▶ [EXTRACT TO READ]:
I informed you last week, after that relatively light chapter of Escape, that we’d be right back into the horror show. People, it’s bad. You might want to grab a mouth guard, because you’re going to be spitting nails and gnashing your teeth to nubs.
Content notice for emotional abuse, creepy old men, stalking, spiritual abuse, and coerced marriage.
We’re plunged eyebrow-deep in awful right from the first paragraph, when we learn that a creep in his fifties has been stalking Carolyn’s seventeen year-old sister, Linda. He reports to her father things he disapproves of: Linda’s skirt’s too short one day, her heels too high another, and why did she comb her hair differently today?
The girls’ mother, Nurylon, is incensed enough to tell her husband “that she didn’t trust this man.” This does zero good:
This was highly out of order, and my father ignored her. A woman had no right to speak out like this, even if the goal was protecting her daughter. Linda and I could both see that even when Mother wanted to protect us she had no power to do so.
Women can’t speak out. Women can’t protect their children. Women have no power. Women can’t even appeal to their husbands to get rid of their daughter’s stalker. This culture is beyond sickening.
It gets worse: the stalker is a powerful man who’s probably aiming to marry Linda. And once the prophet sez, “Make her Wife no. 5, by all means!” Nurylon will go right along with the scheme. Linda will have no power to refuse, and no one to protect her from being bound to and regularly raped by a creepy old man old enough to be her grandfather. She knows her only chance is to flee the instant she turns 18.
Linda’s got a friend, Claudel, who isn’t at all thrilled at the prospect of being married to her stepfather and thus becoming her mother’s permanent slave. That’s right: in FLDS culture, it’s perfectly kosher to raise your future wife as a daughter first. Claudel is understandably reluctant to accede to this particular arrangement. So the girls lay their plans to escape after they become legal adults. Claudel knows someone in Salt Lake City who’s not FLDS, who can help them flee.
People, if you ever happen to run into an FLDS girl, be her friend. Be that person she can call when she needs to flee. Be that outsider who will help her safely navigate an alien culture, so that she never has to return to these assholes. And please, if you encounter an FLDS boy, do the same. Help him break the cycle, make it on the outside, and become a decent human being who knows how to treat women like equals rather than property.
Linda keeps her mouth shut about her plans. She keeps that secret so close that Carolyn has no idea what’s going on. She doesn’t even catch on when Linda gives her hope chest to a friend who’s staying behind. The items in those hope chests are treasured and take years to collect. Linda giving hers casually away should’ve been a major red flag. But the idea that her sister would leave never crosses Carolyn’s mind. It’s unthinkable. We shall soon see why.

▶ [STATED TASK]: In the recap of the Escape chapter above, what does Linda give to a friend who's staying behind?

▶ [INFORMATION GIVEN]:

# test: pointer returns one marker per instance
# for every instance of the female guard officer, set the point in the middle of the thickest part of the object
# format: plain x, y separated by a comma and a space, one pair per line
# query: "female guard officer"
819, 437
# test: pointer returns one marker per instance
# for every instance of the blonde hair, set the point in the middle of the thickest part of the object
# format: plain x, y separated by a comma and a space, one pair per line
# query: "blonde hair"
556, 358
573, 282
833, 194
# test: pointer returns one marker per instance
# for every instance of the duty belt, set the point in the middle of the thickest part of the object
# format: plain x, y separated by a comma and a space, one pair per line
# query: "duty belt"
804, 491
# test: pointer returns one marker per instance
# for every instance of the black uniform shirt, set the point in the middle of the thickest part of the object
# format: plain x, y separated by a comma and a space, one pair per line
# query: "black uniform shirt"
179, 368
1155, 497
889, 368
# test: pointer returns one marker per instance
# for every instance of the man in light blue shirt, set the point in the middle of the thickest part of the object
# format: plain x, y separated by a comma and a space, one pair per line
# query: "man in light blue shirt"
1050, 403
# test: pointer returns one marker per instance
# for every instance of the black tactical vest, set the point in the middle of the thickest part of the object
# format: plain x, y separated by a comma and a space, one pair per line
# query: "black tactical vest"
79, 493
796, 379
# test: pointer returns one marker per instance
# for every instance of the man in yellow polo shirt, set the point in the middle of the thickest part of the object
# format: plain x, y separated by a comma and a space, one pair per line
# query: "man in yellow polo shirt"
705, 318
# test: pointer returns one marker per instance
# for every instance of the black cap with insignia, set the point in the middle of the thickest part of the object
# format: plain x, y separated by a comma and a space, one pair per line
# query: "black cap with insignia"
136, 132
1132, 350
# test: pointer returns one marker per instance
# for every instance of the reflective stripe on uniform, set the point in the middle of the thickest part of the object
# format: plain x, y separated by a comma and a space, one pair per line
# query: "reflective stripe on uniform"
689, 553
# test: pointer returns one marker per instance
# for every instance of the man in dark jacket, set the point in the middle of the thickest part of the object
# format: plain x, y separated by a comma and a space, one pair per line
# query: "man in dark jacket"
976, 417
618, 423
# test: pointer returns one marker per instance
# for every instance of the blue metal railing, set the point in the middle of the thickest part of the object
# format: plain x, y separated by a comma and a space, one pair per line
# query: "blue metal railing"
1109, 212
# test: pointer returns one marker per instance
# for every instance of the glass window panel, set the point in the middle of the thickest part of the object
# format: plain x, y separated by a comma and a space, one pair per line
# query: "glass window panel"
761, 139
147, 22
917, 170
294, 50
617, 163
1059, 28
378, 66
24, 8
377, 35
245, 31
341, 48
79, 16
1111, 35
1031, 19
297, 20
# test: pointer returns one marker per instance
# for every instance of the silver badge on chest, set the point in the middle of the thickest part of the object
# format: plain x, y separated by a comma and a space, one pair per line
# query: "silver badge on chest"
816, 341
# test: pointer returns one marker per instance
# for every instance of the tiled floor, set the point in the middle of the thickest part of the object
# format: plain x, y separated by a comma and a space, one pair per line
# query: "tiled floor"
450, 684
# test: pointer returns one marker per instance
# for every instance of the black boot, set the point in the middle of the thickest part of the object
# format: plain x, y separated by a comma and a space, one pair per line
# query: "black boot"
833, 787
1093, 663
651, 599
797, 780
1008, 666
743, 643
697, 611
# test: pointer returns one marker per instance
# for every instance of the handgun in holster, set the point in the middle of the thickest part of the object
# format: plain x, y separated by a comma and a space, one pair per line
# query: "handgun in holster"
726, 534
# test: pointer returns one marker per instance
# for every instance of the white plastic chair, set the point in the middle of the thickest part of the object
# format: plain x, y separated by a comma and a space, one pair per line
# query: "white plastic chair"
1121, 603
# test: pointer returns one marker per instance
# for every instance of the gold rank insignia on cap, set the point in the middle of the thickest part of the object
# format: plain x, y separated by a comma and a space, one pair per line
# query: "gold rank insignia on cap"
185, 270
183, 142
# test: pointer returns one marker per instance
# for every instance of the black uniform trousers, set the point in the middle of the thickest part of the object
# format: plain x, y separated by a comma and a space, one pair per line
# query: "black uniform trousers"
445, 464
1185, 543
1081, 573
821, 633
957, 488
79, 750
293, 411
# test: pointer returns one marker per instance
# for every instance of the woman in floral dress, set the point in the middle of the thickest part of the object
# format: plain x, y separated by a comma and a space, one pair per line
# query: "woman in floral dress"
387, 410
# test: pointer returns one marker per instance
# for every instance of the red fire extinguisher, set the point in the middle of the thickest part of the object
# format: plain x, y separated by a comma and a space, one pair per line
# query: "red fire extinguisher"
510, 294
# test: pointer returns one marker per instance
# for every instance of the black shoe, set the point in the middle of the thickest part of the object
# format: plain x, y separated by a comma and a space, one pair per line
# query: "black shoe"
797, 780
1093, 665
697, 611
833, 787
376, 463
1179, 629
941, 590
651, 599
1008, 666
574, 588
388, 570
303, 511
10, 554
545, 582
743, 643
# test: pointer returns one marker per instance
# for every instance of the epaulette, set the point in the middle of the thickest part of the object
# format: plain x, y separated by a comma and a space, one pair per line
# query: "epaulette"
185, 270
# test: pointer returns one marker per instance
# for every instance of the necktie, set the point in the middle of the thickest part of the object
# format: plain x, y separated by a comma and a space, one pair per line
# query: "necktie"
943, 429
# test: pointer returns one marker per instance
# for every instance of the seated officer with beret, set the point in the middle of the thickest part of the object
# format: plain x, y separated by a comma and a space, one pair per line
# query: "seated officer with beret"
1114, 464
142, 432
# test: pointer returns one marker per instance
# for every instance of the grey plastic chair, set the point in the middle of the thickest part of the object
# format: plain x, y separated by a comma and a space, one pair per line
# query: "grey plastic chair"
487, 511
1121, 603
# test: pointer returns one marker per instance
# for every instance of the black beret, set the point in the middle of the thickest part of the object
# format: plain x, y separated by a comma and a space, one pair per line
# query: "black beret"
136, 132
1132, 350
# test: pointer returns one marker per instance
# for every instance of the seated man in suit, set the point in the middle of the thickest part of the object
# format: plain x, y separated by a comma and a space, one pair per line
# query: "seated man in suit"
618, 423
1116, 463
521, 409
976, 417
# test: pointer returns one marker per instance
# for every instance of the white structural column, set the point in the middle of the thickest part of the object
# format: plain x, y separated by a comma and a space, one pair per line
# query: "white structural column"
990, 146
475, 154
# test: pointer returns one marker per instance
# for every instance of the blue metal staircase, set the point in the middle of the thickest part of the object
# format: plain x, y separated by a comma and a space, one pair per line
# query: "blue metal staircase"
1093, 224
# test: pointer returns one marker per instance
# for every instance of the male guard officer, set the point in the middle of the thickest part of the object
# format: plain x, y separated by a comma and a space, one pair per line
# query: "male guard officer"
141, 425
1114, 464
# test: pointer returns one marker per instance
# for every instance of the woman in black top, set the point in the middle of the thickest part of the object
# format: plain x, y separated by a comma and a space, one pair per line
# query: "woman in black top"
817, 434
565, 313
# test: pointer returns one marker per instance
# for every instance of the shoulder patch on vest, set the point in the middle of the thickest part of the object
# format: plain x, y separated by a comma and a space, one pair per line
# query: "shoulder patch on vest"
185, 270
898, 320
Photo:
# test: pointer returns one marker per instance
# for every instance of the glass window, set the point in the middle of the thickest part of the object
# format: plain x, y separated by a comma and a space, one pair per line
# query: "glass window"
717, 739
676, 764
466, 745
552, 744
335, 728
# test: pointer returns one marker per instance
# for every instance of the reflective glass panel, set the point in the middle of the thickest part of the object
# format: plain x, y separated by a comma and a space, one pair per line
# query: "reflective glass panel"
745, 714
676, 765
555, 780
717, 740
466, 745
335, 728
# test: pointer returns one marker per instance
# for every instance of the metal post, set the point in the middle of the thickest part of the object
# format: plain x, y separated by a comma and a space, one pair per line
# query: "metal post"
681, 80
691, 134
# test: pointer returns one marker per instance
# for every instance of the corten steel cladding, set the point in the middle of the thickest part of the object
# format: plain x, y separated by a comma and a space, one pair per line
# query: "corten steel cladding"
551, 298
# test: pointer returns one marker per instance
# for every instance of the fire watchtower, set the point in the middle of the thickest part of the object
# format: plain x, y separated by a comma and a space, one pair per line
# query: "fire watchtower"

--

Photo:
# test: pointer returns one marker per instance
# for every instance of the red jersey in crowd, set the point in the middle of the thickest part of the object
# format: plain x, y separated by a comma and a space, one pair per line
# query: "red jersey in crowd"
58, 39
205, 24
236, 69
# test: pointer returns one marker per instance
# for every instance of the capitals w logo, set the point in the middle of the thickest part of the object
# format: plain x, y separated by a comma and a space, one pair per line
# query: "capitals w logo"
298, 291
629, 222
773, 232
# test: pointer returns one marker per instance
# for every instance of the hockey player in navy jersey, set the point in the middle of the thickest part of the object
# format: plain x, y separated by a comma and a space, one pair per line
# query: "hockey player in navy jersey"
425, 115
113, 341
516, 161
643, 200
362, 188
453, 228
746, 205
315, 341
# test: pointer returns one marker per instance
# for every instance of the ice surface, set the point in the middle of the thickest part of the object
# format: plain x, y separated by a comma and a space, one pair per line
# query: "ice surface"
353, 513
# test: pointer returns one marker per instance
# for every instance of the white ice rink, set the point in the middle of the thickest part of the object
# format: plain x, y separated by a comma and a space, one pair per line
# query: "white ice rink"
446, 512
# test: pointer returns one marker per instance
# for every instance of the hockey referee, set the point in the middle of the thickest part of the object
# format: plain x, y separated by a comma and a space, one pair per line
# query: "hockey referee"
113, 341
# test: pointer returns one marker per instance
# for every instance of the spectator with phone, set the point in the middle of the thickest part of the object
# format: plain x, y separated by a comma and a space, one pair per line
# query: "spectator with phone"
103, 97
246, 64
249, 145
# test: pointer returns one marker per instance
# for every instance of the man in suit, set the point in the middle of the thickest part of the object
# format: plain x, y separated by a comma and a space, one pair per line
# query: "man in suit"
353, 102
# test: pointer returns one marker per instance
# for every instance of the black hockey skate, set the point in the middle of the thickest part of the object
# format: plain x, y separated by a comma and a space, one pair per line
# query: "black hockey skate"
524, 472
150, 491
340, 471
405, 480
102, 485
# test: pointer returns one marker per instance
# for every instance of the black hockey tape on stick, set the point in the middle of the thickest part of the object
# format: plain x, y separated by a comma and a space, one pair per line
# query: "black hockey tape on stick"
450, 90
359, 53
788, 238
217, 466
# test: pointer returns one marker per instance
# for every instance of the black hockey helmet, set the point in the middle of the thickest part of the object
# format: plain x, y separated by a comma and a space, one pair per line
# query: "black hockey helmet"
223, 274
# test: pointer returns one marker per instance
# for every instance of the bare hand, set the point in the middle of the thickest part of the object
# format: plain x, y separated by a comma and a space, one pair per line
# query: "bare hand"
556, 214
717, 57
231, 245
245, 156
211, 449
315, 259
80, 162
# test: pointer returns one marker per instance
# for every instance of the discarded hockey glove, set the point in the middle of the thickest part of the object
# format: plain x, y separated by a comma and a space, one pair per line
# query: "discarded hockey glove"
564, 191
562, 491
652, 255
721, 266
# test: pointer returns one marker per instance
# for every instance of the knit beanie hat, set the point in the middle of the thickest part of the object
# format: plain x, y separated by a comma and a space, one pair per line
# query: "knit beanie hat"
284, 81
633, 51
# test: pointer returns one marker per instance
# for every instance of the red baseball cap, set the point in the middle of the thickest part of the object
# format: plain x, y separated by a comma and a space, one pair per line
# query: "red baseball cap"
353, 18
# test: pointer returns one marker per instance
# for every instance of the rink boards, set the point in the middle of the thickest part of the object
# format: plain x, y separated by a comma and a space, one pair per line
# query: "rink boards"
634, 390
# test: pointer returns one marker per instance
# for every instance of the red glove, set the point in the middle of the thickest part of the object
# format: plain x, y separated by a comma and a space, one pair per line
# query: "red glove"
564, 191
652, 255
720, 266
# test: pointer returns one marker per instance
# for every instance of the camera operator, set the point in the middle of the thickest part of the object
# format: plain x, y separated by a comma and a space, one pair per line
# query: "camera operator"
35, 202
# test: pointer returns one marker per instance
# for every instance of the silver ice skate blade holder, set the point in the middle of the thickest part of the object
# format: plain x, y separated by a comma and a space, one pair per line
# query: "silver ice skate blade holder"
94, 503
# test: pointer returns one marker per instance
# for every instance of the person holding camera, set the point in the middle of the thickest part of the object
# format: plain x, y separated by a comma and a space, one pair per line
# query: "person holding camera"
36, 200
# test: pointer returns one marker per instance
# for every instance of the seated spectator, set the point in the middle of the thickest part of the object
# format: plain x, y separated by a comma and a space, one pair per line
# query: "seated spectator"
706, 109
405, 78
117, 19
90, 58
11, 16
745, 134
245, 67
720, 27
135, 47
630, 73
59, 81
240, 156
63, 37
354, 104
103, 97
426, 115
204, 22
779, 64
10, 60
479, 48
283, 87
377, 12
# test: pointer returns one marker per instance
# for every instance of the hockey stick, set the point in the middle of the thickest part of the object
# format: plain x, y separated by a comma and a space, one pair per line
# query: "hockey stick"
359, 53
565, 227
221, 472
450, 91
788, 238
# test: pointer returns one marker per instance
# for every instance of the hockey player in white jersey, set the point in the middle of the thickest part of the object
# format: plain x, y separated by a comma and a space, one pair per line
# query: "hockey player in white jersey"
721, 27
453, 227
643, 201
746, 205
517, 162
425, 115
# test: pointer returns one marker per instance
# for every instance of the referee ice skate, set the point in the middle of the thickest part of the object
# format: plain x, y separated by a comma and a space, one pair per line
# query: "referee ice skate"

▶ [RESPONSE FOR THIS EXERCISE]: Her hope chest.